*REQUIRED WORK*
For the listing below, report all lines that hold the word "Target".
[Opening LISTED RECORDS section]
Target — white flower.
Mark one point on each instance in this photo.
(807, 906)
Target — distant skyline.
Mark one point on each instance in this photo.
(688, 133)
[Closing LISTED RECORDS section]
*TASK SOLUTION*
Target — white flower.
Target — distant skyline.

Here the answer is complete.